### What you need to do
Repeat everything in the listing below word for word, starting at the line that contains "Report one point per instance of the blurred" and continuing down through the last line of the listing.

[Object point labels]
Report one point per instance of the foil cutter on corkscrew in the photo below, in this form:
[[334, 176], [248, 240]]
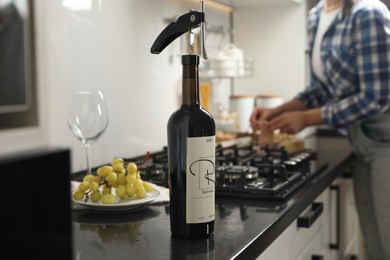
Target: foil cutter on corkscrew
[[184, 24]]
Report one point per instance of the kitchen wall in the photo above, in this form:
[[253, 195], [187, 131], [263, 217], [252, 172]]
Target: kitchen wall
[[275, 36], [105, 44], [102, 44]]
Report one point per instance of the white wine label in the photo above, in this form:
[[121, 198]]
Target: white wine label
[[200, 179]]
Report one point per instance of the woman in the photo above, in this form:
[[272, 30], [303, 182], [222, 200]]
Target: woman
[[350, 91]]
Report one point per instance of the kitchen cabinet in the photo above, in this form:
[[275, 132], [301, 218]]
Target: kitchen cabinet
[[297, 240], [334, 234], [252, 3]]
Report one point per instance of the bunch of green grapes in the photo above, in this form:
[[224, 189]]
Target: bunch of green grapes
[[125, 178]]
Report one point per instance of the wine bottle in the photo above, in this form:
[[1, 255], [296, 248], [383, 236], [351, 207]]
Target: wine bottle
[[191, 160], [191, 139]]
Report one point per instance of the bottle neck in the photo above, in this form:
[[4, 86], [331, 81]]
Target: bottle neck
[[190, 84]]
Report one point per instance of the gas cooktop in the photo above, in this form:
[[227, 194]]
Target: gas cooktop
[[243, 170]]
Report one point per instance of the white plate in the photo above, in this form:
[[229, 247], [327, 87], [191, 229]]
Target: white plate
[[121, 204]]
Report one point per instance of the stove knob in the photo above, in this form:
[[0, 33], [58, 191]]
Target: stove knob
[[291, 166]]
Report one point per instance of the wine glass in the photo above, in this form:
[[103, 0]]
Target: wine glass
[[88, 119]]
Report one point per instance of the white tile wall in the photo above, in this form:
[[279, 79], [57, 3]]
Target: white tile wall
[[107, 47]]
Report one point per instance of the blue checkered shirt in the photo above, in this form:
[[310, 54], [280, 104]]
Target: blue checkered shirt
[[356, 60]]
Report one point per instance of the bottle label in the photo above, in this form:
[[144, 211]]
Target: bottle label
[[200, 179]]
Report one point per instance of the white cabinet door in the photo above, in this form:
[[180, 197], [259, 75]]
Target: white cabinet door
[[291, 243]]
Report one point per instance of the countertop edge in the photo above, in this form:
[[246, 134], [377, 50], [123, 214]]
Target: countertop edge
[[304, 197]]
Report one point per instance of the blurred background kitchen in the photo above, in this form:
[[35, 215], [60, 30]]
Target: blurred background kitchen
[[105, 45]]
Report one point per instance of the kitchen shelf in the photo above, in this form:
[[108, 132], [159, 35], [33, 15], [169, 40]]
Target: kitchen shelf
[[211, 69]]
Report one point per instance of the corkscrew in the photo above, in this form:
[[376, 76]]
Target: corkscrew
[[185, 23]]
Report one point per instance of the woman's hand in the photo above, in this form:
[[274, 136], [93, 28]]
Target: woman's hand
[[259, 114], [294, 121], [289, 122]]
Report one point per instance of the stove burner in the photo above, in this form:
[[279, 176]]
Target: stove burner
[[245, 171]]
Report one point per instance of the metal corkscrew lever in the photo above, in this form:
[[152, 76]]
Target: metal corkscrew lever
[[185, 23]]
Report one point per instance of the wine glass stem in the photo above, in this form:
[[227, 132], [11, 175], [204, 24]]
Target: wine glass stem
[[88, 157]]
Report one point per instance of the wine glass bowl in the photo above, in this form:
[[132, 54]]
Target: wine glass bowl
[[88, 119]]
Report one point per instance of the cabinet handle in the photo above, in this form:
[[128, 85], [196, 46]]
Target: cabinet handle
[[336, 244], [315, 212]]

### Answer to this exercise
Report one point per instance of the blurred background kitchen in the photo above, in this form:
[[35, 215], [60, 30]]
Target: blurred background kitchen
[[105, 45]]
Report one point per instance of the kitchen shelf in the photo above, in this form:
[[108, 132], [159, 35], [33, 15], [169, 40]]
Target: kitchen shelf
[[211, 69]]
Report one point per instance of the corkscrew in the photo above, in this form:
[[376, 76]]
Target: corkscrew
[[185, 23]]
Report one point per instance of the woman's hand in the photo above, in this form:
[[274, 136], [93, 28]]
Target: woman's hand
[[259, 114], [294, 121], [289, 122]]
Report one point per instance of the stove burner in the photo above, in this form:
[[279, 176]]
Target: stove burner
[[245, 171]]
Report one point per instance of the metal corkscrew lever in the photo above, in this form:
[[152, 76]]
Target: metal corkscrew lever
[[185, 23]]
Report one point per instance of the wine glass stem in the photo above, in this form:
[[227, 132], [11, 175], [204, 24]]
Target: wine glass stem
[[88, 157]]
Report one point per instance of the wine glass bowl in the photo above, in this form:
[[132, 54]]
Target: wine glass bowl
[[88, 119]]
Report one point per instance of the cabinet handle in the photo above, in this form:
[[128, 85], [196, 46]]
Target: cabinet handle
[[336, 244], [315, 212]]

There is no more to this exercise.